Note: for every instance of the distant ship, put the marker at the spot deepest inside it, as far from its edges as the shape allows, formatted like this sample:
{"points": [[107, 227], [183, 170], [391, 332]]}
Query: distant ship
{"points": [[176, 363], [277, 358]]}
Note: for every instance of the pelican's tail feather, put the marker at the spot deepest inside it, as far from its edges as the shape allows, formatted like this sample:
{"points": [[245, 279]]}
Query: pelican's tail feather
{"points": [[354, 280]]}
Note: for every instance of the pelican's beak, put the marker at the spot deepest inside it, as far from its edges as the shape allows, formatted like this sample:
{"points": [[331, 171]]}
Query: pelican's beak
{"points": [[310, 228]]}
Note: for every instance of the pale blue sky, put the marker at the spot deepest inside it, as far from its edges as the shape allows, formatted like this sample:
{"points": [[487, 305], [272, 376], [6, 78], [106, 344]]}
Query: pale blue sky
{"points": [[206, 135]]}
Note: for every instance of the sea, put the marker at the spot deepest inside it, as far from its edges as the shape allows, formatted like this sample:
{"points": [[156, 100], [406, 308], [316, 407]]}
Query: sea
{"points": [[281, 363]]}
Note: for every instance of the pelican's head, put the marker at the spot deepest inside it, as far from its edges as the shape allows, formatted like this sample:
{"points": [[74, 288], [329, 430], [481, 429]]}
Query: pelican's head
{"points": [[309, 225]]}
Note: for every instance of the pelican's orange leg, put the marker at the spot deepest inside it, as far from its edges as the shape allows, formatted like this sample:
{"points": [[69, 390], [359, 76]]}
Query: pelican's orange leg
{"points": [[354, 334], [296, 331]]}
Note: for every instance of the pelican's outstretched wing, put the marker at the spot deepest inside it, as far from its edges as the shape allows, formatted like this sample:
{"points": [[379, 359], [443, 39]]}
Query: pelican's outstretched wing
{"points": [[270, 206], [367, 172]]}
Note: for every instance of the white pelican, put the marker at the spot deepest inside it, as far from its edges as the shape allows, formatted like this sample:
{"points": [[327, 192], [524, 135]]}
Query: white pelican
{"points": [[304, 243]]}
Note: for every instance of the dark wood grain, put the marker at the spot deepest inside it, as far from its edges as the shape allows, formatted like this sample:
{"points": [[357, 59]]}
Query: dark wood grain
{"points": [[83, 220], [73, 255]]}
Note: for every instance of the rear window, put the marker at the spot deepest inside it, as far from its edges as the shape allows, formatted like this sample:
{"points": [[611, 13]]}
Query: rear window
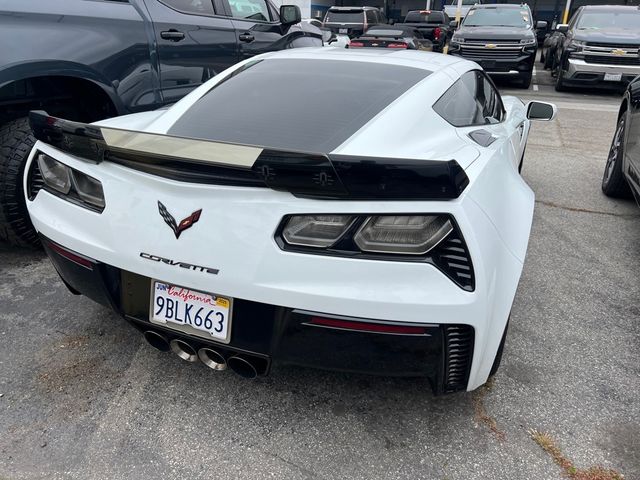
{"points": [[296, 104], [420, 17], [348, 16]]}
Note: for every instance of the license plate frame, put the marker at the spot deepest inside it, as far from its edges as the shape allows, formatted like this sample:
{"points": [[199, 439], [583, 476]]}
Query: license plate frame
{"points": [[197, 298]]}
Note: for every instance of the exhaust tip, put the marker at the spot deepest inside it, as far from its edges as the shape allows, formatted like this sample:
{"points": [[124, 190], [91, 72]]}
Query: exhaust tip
{"points": [[242, 367], [212, 359], [184, 350], [157, 341]]}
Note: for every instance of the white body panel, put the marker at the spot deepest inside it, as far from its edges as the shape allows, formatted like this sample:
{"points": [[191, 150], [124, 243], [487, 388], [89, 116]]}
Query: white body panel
{"points": [[235, 233]]}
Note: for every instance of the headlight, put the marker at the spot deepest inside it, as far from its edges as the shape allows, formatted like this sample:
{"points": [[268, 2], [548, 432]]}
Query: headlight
{"points": [[88, 188], [55, 174], [316, 230], [70, 184], [402, 234]]}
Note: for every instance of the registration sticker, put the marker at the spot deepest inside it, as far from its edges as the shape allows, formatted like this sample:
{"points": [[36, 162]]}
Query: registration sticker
{"points": [[191, 311]]}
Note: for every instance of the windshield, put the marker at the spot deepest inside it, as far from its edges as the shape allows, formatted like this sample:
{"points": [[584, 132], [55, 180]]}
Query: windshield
{"points": [[336, 16], [627, 20], [267, 103], [464, 2], [497, 17]]}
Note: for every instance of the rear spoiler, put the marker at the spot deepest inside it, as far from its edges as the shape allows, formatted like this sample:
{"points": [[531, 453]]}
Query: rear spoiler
{"points": [[315, 175]]}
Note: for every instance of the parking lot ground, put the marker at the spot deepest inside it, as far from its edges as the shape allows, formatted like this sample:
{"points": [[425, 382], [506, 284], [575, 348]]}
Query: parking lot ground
{"points": [[84, 397]]}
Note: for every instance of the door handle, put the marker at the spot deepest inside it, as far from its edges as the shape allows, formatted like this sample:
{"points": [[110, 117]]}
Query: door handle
{"points": [[173, 35]]}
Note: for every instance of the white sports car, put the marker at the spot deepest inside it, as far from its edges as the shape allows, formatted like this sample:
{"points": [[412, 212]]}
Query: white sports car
{"points": [[350, 210]]}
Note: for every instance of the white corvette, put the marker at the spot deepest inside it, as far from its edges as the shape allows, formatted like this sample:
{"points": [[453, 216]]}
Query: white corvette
------------------------------------
» YOUR GOAL:
Please write out the whole listing exactly, but not the pictures in it.

» SOLUTION:
Note: for every instance of the distant ship, put the marker at the spot deepest inside it, as far from its edges as the shape allows, formatted like this sample:
{"points": [[107, 227], [183, 170], [391, 332]]}
Query: distant ship
{"points": [[176, 363], [277, 358]]}
Note: for every instance of the pelican's tail feather, put the marker at the spot deepest inside it, as far from its edges as the shape allows, formatted like this sample:
{"points": [[245, 279]]}
Query: pelican's tail feather
{"points": [[354, 280]]}
Note: for every instance of the pelican's beak, put the marker at the spot deepest inside it, as far from its edges as the shape allows, formatted like this sample:
{"points": [[331, 171]]}
Query: pelican's beak
{"points": [[310, 228]]}
Note: for every instance of the pale blue sky, put the marker at the spot deepest inside it, as far from its edges as the shape allows, formatted like this sample:
{"points": [[487, 305], [272, 376], [6, 78], [106, 344]]}
Query: pale blue sky
{"points": [[206, 135]]}
Note: for every instance of the sea, put the marker at the spot deepest inside it, as far from its edges as the shape allows, formatted like this sample:
{"points": [[156, 100], [406, 308], [316, 407]]}
Query: sea
{"points": [[281, 363]]}
Note: for every instance of the pelican's head, put the marker at the spot deepest inside it, as far from its edges as the shape allows, formatted like this sample:
{"points": [[74, 288], [329, 430], [481, 429]]}
Query: pelican's head
{"points": [[309, 225]]}
Note: for every instance of the pelican's orange leg, put the marker at the spot deepest inside it, as far from its edges as the shape allows, formatted like this sample:
{"points": [[69, 390], [359, 76]]}
Query: pelican's orange leg
{"points": [[354, 334], [296, 331]]}
Note: for every instance of the pelican's outstretched wing, put the marker at the spot deepest inside it, as far from its edges as the shape allows, formatted like this sample:
{"points": [[379, 359], [443, 39]]}
Query: pelican's outstretched wing
{"points": [[270, 206], [367, 172]]}
Note: for every instance of the white pelican, put the marker at the spot deepest inside it, as far from its edges as the shape allows, formatted like this sample:
{"points": [[327, 192], [524, 135]]}
Query: white pelican
{"points": [[304, 243]]}
Note: for every instance of the dark wood grain, put the marker at the spot deepest inside it, as far from its edges as the shape allows, formatted like this sample:
{"points": [[357, 59]]}
Query: dark wood grain
{"points": [[83, 220], [73, 255]]}
Note: for every instance of the rear window, put the marker at the spot deepest inside it, as far from its edges as the shape allows, formatted like this sample:
{"points": [[611, 13]]}
Query: rear window
{"points": [[296, 104], [420, 17], [348, 16]]}
Note: for every instance of the license plate frame, put the marker at the spot deepest inside it, as far from its edges as the shape allows, formatted like this sample:
{"points": [[199, 439], [583, 476]]}
Query: license plate frame
{"points": [[197, 298]]}
Note: for every instance of the exhaust tip, put the marker at the spot deepest inside it, as far from its edges as the shape allows, formatted like this sample:
{"points": [[124, 190], [91, 72]]}
Query: exhaust tip
{"points": [[242, 367], [212, 359], [184, 350], [157, 341]]}
Note: for every instance of the white body panel, put the marker at the spot deepest inside it, as far from its edges as the shape allows, formatted like this sample:
{"points": [[191, 150], [124, 243], [487, 388], [89, 116]]}
Query: white body panel
{"points": [[235, 233]]}
Note: for every instance of the headlight, put the marker at the spot deepest inside it, as far from its edges as the shape allows, formatted like this sample:
{"points": [[268, 2], [548, 432]]}
Query: headlight
{"points": [[88, 188], [55, 174], [316, 230], [70, 184], [402, 234]]}
Note: for every instance of the registration sticker, put the marker at the spot deepest inside it, as far from its edges as the shape allows, formatted like this sample:
{"points": [[36, 162]]}
Query: registration sticker
{"points": [[191, 311]]}
Note: for every instance of the windshield, put the marker at the spot deepest inside it, as far from its edges as the shape allows, formatted like this sample:
{"points": [[584, 132], [55, 180]]}
Query: windshield
{"points": [[336, 16], [627, 20], [267, 103], [464, 2], [497, 17]]}
Note: for every instance of the rear spoiler, put the marker at the spot deepest inside it, as far from its edges as the shape allows, formatted like this sample:
{"points": [[531, 453]]}
Query: rear spoiler
{"points": [[315, 175]]}
Note: for every instance of the parking lot ground, put the marker at the spot deepest inside it, as far from its edges as the shape allows, formatted like this sample:
{"points": [[425, 382], [506, 284], [575, 348]]}
Query: parking lot ground
{"points": [[84, 397]]}
Note: for every instance of the door handle, put the marker at the spot deepest inside it, as far from its edges as the shape allows, formatted like this sample:
{"points": [[110, 117]]}
Query: door handle
{"points": [[173, 35]]}
Note: for every instance of the white sports car, put the marker at the spot deepest inside it, as far from its edges as the shape allows, formatted like this sample:
{"points": [[412, 212]]}
Query: white sports car
{"points": [[350, 210]]}
Note: for every instance of the white corvette, put the marker at the spot deepest inside it, as far from its edges as the shape allows, formatted like this sample:
{"points": [[453, 216]]}
Query: white corvette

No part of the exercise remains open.